Supplied entries.
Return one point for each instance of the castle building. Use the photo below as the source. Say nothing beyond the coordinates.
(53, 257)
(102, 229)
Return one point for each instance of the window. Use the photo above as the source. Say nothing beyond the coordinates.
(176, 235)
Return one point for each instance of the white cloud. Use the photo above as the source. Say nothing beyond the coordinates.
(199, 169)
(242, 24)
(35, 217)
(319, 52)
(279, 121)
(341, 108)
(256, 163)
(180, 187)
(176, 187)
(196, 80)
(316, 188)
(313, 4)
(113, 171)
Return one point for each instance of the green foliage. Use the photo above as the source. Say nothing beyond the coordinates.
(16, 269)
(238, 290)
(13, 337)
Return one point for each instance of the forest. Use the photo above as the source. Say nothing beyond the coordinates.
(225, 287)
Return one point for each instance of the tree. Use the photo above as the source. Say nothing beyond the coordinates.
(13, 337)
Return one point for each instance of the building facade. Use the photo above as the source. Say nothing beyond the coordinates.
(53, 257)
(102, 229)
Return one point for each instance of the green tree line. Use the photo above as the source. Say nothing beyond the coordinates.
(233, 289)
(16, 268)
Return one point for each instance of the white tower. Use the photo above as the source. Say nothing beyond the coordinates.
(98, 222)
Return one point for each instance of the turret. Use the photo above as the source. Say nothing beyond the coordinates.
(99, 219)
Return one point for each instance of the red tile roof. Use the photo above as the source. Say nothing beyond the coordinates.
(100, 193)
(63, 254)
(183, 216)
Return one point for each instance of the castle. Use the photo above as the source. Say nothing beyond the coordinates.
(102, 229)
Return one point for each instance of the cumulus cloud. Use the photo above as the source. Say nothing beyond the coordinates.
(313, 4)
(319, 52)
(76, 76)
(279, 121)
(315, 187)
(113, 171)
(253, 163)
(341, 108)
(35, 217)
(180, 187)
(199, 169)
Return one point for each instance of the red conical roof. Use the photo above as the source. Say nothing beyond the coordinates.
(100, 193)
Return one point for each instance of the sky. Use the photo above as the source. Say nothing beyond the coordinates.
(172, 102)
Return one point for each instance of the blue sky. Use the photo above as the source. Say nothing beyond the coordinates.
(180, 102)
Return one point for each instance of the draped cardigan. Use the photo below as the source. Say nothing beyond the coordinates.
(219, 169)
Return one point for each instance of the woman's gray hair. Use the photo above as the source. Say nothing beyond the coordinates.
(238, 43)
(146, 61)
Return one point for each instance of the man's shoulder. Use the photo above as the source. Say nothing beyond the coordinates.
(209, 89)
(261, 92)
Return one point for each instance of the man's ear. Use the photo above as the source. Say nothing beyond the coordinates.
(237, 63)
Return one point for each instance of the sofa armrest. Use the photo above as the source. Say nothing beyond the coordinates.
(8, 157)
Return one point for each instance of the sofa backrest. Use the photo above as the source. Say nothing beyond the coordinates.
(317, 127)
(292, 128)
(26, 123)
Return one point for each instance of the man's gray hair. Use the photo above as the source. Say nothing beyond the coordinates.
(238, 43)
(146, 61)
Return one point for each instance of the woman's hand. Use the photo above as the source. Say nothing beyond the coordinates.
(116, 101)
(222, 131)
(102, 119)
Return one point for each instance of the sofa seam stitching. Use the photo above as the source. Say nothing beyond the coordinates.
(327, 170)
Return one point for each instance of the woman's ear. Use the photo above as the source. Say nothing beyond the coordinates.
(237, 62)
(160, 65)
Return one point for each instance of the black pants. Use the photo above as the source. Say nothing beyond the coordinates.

Work item. Transcribe all records exactly as written.

Expected answer.
Return one point for each instance of the castle building. Use the photo below as the source. Say nothing beyond the coordinates.
(53, 257)
(102, 229)
Return one point for each instance of the window. Use the photo above as the source. Say nothing beyond the coordinates.
(176, 235)
Return one point for each instance of the white cloud. Use the photo above as the source. Say nothing beyond the coordinates.
(199, 169)
(242, 24)
(35, 217)
(319, 52)
(279, 121)
(341, 108)
(256, 163)
(180, 187)
(176, 187)
(196, 80)
(316, 188)
(313, 4)
(113, 171)
Return one point for each instance of the green foliage. Use the photo above as the source. Say nothing beyond the coordinates.
(16, 269)
(238, 290)
(13, 337)
Return one point for each instance of the forest. Use the photo above as the source. Say nothing beyond the coordinates.
(225, 287)
Return one point for each instance of the tree. Use the photo above as the source. Say nothing beyond the coordinates.
(13, 337)
Return one point for each instance of the building facade. Use the photo above as the source. Say nothing beyond the coordinates.
(53, 257)
(102, 229)
Return one point for each instance of the green tree line. Use the photo above as the source. Say nothing beyond the coordinates.
(233, 289)
(16, 268)
Return one point for each instance of the white tower. Use the photo above as the source. Say nothing beyond the coordinates.
(98, 222)
Return one point for each instance of the turret. Use the photo above as the source. Say nothing beyond the coordinates.
(99, 219)
Return one point for each instance of the red tile roof. Use the photo above as the source. Say nothing beyond the coordinates.
(100, 193)
(63, 254)
(183, 216)
Return one point for each instance of the castle. Use the photo above as the source. Say nothing beyond the coordinates.
(102, 229)
Return one point for each instance of the cumulus cloud. Use the photo above as the source. Say nothing beyond the coordinates.
(313, 4)
(319, 52)
(76, 76)
(279, 121)
(315, 187)
(113, 171)
(253, 163)
(341, 108)
(35, 217)
(180, 187)
(199, 169)
Return one point for each instance of the red conical roof. Use the photo above as the source. Say nothing beyond the coordinates.
(100, 193)
Return one point for each instance of the sky. Use the photo above as the source. Say nothing beyond the coordinates.
(172, 102)
Return one point for each instance of the blue sky. Use the photo above as the source. Say nothing beyond the coordinates.
(180, 102)
Return one point for each instance of the draped cardigan. Use the photo below as the source. Say nothing beyond the coordinates.
(219, 169)
Return one point for each instance of the woman's gray hair. Use the photo above as the source. Say nothing beyond the coordinates.
(238, 43)
(146, 61)
Return one point for each instance of the man's shoulder. Use the photo above as the source. Say nothing beyond the coordinates.
(209, 89)
(261, 92)
Return one point for each instance of the man's ear. Use the photo above as the source. Say nothing beyond the coordinates.
(237, 63)
Return one point for each instance of the sofa armrest. Use the photo above as the source. Say nothing beyond the coordinates.
(8, 157)
Return one point for each instance of the sofa backrest. Use the photo above as the source. Say nothing beyond the coordinates.
(317, 127)
(292, 128)
(26, 123)
Return one point for each instance of the man's gray hair. Use the photo above as the source. Say nothing beyond the coordinates.
(238, 43)
(146, 61)
Return one point for each instance of the woman's hand. Use the photo above as the source. Say nothing beyond the coordinates.
(116, 101)
(222, 131)
(102, 119)
Return one point for each instance of the sofa seam stitching. Use the photo above as the source. Say nothing beyond the coordinates.
(327, 170)
Return one point for each instance of the woman's ear. Use the photo above as the source. Say nothing beyond the coordinates.
(237, 62)
(160, 65)
Return one point for each instance of the black pants. Use the photo above as the source. Say nothing beyond the coordinates.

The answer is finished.